__Text to read__
++++

The Substance of Christian Religion, or, A Plain and Easy Draught of the Christian Catechism in 52 Lectures…  (London, 1659), The 26-27th Lord’s Days, p. 180

A question here ariseth about infants; Whether they are to be baptized, or not, seeing they cannot be taught or instructed about faith?

I answer that the children, or infants of be­lievers ought to be baptized, because while they are yet infants, as to the external privileges of the Co­venant with God, they are accounted both persons and parties of, or belonging to their parents; and therefore they are of the family of Christ, or of the number of his disciples.

For if the Covenant made with Abraham be the same for substance, by which we are saved, and belongeth as much to us and to our children as it did to Abraham and his posterity, then not only we, but our children also ought to be partakers of the seal of this Covenant.  But the first is true, as appeareth by Rom. 4 and other places; and therefore the latter also is true.”

++++

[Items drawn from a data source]

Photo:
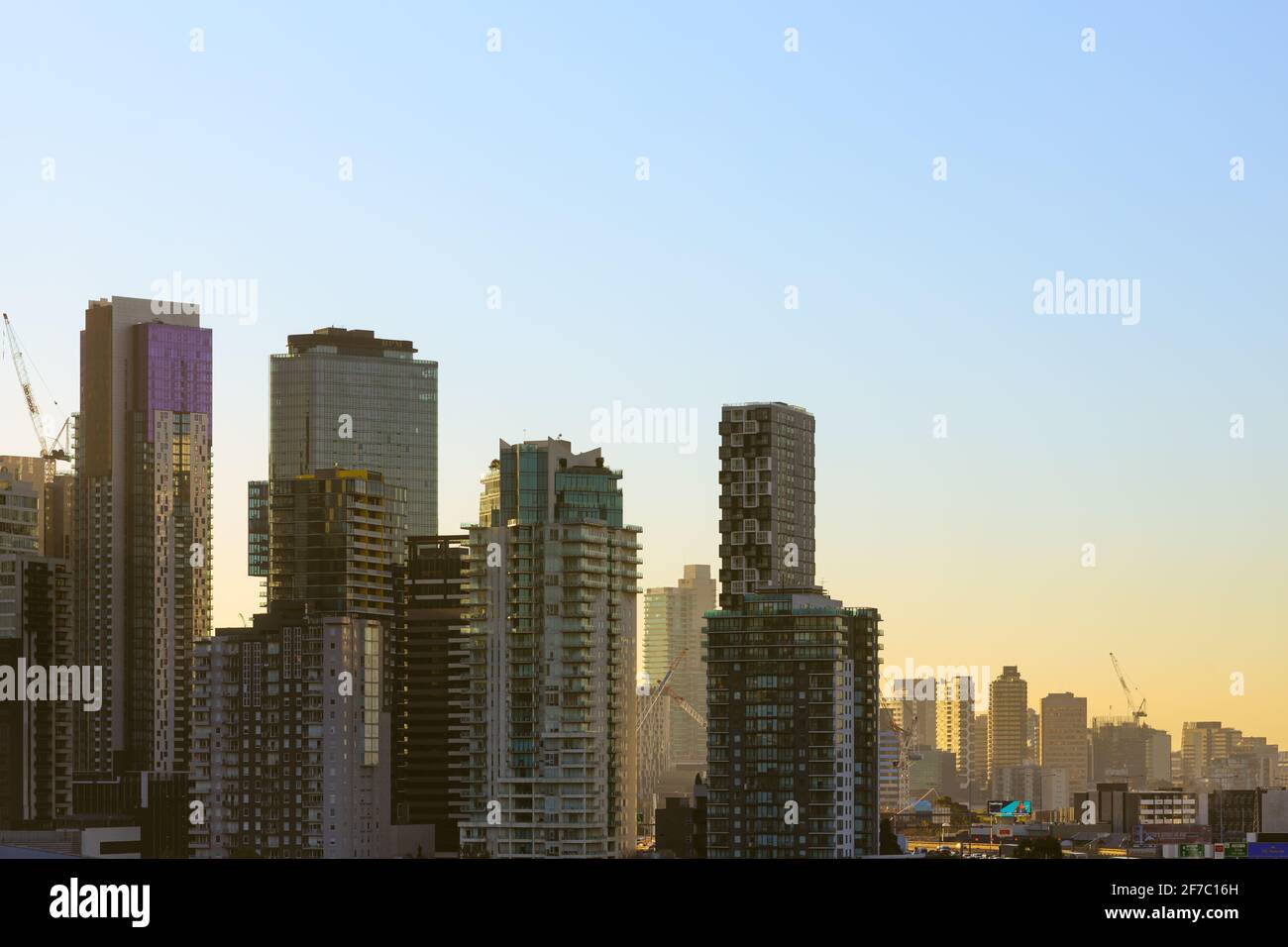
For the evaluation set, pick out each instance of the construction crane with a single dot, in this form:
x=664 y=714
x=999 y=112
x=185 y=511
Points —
x=50 y=451
x=661 y=688
x=687 y=707
x=1137 y=711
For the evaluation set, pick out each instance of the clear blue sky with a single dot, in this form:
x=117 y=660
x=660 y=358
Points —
x=767 y=169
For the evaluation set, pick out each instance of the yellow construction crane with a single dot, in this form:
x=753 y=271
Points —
x=50 y=451
x=661 y=688
x=1137 y=711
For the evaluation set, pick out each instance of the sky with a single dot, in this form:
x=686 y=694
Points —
x=514 y=174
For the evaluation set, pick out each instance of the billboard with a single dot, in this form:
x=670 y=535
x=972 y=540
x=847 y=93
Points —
x=1267 y=849
x=1010 y=806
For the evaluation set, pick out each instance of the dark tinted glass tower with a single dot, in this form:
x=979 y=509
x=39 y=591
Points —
x=344 y=398
x=142 y=532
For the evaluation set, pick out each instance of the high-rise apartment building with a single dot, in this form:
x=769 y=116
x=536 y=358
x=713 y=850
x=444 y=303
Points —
x=912 y=703
x=978 y=789
x=428 y=688
x=1008 y=719
x=37 y=735
x=552 y=701
x=142 y=538
x=954 y=729
x=346 y=398
x=793 y=692
x=793 y=674
x=1063 y=744
x=335 y=540
x=673 y=635
x=653 y=754
x=1203 y=742
x=22 y=519
x=767 y=499
x=1122 y=750
x=290 y=745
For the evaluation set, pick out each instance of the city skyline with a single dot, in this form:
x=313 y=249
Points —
x=915 y=295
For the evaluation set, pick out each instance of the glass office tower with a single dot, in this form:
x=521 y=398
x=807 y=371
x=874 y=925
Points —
x=344 y=398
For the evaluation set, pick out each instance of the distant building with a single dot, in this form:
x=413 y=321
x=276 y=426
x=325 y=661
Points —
x=793 y=680
x=20 y=514
x=552 y=706
x=1122 y=750
x=889 y=748
x=979 y=789
x=428 y=685
x=22 y=504
x=954 y=716
x=682 y=825
x=932 y=770
x=291 y=749
x=767 y=499
x=655 y=754
x=913 y=705
x=1046 y=788
x=37 y=736
x=1063 y=744
x=1008 y=719
x=673 y=633
x=142 y=549
x=347 y=398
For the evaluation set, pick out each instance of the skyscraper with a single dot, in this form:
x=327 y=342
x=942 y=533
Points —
x=1064 y=737
x=673 y=631
x=291 y=758
x=142 y=536
x=793 y=674
x=954 y=731
x=793 y=699
x=1008 y=720
x=346 y=398
x=335 y=539
x=35 y=735
x=553 y=705
x=428 y=685
x=20 y=513
x=25 y=475
x=767 y=499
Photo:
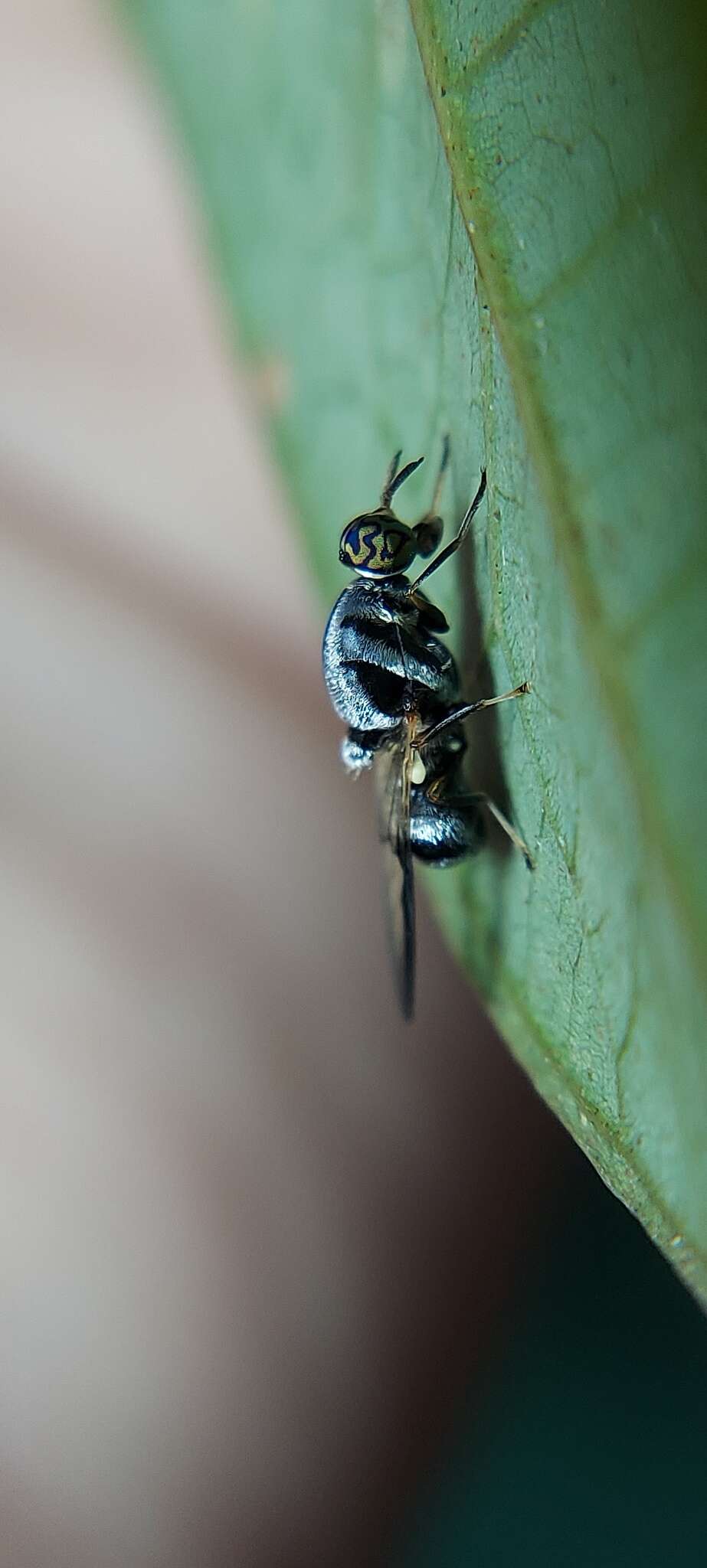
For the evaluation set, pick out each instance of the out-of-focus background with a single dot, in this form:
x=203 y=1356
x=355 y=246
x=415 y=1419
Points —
x=260 y=1244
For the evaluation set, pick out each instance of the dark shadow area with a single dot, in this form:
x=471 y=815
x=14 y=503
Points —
x=590 y=1445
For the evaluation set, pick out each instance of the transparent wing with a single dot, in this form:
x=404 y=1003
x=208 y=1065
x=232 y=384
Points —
x=392 y=770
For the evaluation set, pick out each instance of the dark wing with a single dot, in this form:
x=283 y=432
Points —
x=392 y=779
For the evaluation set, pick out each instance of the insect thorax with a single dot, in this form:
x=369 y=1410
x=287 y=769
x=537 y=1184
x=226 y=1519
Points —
x=380 y=651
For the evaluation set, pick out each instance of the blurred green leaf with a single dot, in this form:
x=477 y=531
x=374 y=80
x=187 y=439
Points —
x=546 y=306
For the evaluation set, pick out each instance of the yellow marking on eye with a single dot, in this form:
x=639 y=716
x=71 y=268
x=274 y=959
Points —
x=361 y=557
x=377 y=547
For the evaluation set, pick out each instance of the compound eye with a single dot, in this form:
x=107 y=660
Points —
x=377 y=544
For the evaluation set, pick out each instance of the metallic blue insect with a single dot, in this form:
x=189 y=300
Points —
x=395 y=686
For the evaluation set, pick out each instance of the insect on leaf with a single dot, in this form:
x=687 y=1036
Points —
x=489 y=218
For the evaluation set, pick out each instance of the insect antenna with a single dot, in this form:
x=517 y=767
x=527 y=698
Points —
x=394 y=480
x=458 y=538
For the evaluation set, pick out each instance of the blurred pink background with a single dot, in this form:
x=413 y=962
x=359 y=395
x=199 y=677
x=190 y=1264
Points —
x=254 y=1231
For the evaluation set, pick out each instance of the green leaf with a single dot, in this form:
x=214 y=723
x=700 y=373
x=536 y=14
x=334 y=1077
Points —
x=499 y=230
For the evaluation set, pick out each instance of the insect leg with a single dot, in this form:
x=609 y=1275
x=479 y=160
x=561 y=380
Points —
x=457 y=714
x=458 y=538
x=502 y=821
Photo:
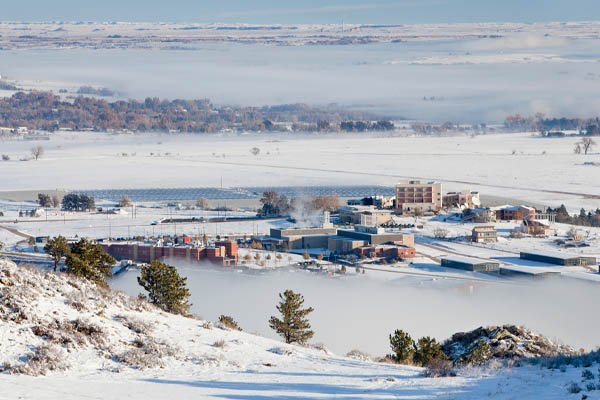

++++

__Tasks for this exercise__
A - Could you transcribe the passage on infant baptism from "I answer that" up to and including "of his disciples."?
B - Can you pick up the passage on infant baptism where it stops and keep it going?

__Responses__
A -
I answer that the children, or infants of be­lievers ought to be baptized, because while they are yet infants, as to the external privileges of the Co­venant with God, they are accounted both persons and parties of, or belonging to their parents; and therefore they are of the family of Christ, or of the number of his disciples.

B -
Antonius Walaeus

Synopsis of Pure Theology…  (Leiden, 1625), 44.27

“We reject the opinion of certain Ubiquitarians [Lutherans], who connect the regenerating power of the Holy Spirit in such a way with the external water in baptism that either it must exist in the water itself or at least can inchoate [begin] regeneration only in the very act of baptism, for this opinion is at variance with all those passages of Scripture in which faith and repentance, and therefore both the root and seed of regeneration, are demanded as a prerequisite in those who are to be baptized.”


Pierre du Moulin

‘On the Necessity of Baptism’, Conclusion  as translated by Witsius, ‘On the Efficacy and Utility of Baptism in the case of Elect Infants whose Parents are under the Covenant’, p. 164  in MJT 17 (2006) 121-190, originally an appendix in William Marshall, Popery in the Full Corn, the Ear, and the Blade…  (Edinburgh: Paton and Ritchie, 1852)

“The infants, therefore, had been received into the covenant and favor of God before they were ever visibly initiated into any sacrament, or sealed with the seal of the covenant.”


John Henry Alsted  (1588-1638)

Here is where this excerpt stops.